begin Exercise data
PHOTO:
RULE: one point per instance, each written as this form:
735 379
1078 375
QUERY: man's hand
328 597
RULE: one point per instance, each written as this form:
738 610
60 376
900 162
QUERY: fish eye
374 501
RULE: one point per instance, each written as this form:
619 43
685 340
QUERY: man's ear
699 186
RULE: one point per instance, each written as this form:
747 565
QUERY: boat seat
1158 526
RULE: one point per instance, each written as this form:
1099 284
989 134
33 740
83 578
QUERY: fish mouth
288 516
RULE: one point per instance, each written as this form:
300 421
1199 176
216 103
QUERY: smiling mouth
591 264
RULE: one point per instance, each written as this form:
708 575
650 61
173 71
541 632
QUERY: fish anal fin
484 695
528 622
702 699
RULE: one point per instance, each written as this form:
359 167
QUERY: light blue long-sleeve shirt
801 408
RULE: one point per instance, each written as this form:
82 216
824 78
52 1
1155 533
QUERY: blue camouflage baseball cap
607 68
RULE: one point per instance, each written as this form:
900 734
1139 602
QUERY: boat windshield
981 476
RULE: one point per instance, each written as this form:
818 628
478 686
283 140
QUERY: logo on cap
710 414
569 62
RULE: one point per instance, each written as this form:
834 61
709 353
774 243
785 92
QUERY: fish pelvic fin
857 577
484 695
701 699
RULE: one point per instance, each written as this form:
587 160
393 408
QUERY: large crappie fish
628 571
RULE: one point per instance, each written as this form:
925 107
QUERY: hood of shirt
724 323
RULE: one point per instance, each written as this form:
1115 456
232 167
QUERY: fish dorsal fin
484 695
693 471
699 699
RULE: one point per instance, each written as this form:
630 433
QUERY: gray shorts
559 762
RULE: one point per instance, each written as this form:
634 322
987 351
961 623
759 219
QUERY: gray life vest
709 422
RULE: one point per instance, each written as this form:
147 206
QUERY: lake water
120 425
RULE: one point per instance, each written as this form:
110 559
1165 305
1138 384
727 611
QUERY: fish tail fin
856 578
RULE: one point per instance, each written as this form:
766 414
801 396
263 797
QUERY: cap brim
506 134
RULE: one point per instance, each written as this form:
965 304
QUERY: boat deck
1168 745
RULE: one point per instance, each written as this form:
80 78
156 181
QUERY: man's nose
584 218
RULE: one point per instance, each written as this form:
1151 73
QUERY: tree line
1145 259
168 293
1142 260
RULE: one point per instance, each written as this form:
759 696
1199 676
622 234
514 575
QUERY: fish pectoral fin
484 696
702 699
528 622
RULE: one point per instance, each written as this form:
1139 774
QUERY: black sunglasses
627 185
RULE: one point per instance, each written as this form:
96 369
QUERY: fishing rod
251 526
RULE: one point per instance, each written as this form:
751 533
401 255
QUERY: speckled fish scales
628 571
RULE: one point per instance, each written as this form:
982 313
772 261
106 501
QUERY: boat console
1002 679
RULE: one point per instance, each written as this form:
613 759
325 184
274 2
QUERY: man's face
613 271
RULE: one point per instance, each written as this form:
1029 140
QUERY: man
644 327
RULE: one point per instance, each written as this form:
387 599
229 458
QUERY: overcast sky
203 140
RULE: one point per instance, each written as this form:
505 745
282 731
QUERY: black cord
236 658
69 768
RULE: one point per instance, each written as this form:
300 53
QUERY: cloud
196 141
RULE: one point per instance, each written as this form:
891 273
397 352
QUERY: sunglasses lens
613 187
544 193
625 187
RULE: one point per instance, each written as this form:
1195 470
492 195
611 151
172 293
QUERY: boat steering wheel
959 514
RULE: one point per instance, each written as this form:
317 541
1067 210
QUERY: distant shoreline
end Exercise data
- Stated exercise
Every entry above needs to be quoted exactly.

- Result
PHOTO:
RULE: one point per instance, each written as this form:
735 379
1078 375
QUERY: man's hand
328 597
RULE: one point per instance, each written as this form:
738 610
60 376
900 162
QUERY: fish eye
374 501
RULE: one point per instance, each written as this form:
619 43
685 340
QUERY: man's ear
699 186
RULE: one point per instance, each written as this form:
747 565
QUERY: boat seat
1158 526
RULE: one point per instance, each written as this form:
1099 284
989 134
33 740
83 578
QUERY: fish mouth
288 516
RULE: one point per instance, each written as this form:
300 421
1199 176
216 103
QUERY: smiling mouth
591 264
RULE: one point per instance, each written as this form:
708 575
650 61
173 71
541 632
QUERY: fish anal fin
484 695
528 622
702 699
RULE: one point per instance, each written as this form:
359 167
QUERY: light blue long-sleeve shirt
801 408
RULE: one point per instance, each written as this form:
82 216
824 78
52 1
1155 533
QUERY: blue camouflage baseball cap
607 68
RULE: one point per instance, each written as this form:
900 734
1139 602
QUERY: boat windshield
981 476
RULE: one point per instance, each written as this form:
818 628
478 686
283 140
QUERY: logo on cap
710 414
569 62
RULE: one point per instance, each written as this form:
834 61
709 353
774 243
785 92
QUERY: fish pelvic fin
857 577
484 695
701 699
RULE: one point per instance, each written as this form:
587 160
393 408
QUERY: large crappie fish
628 571
RULE: one point per instance, each written as this form:
925 107
QUERY: hood of shirt
724 323
RULE: one point per instance, each written as this form:
1115 456
232 167
QUERY: fish dorsal fin
484 695
693 471
699 699
RULE: one point per instance, each written as this form:
630 433
QUERY: gray shorts
559 762
RULE: one point per instance, each written as this form:
634 322
987 351
961 623
759 219
QUERY: gray life vest
709 422
RULE: one point per instance, each written as this form:
147 206
QUERY: lake water
120 425
RULE: one point per instance, each written as this form:
110 559
1165 305
1138 384
727 611
QUERY: fish tail fin
856 578
RULE: one point per instance, each written as this form:
766 414
801 396
263 797
QUERY: cap brim
506 134
RULE: one point per instance, each written as this form:
965 304
QUERY: boat deck
1168 745
RULE: one point per instance, each written as this form:
80 78
156 181
QUERY: man's nose
584 218
RULE: one point per instance, each written as this form:
1151 73
QUERY: tree line
1145 259
168 293
1142 260
RULE: one point per instance, each written as this form:
759 696
1199 676
622 234
514 575
QUERY: fish pectoral fin
484 696
702 699
528 622
RULE: one point per instance, each written as this form:
1139 774
QUERY: black sunglasses
627 185
RULE: one point per instance, each written as this form:
96 369
QUERY: fishing rod
251 526
RULE: one point per instance, each written as this form:
751 533
401 255
QUERY: speckled fish scales
628 571
RULE: one point per instance, each written as this form:
982 313
772 261
106 501
QUERY: boat console
1002 679
RULE: one point per instance, each written as this form:
613 759
325 184
274 2
QUERY: man's face
613 271
RULE: one point per instance, each written as this form:
1029 140
QUERY: man
644 327
RULE: one point per instance, each written as this form:
387 599
229 458
QUERY: overcast sky
203 140
RULE: one point per instance, each written as this form:
505 745
282 731
QUERY: black cord
236 658
69 768
RULE: one point per instance, each written as this form:
300 53
QUERY: cloud
196 141
RULE: one point per instance, each written as this form:
891 273
397 352
QUERY: sunglasses lens
613 187
544 193
625 187
RULE: one point per instance, each written as this form:
1195 470
492 195
611 151
172 293
QUERY: boat steering wheel
959 514
RULE: one point per instance, each written as this form:
317 541
1067 210
QUERY: distant shoreline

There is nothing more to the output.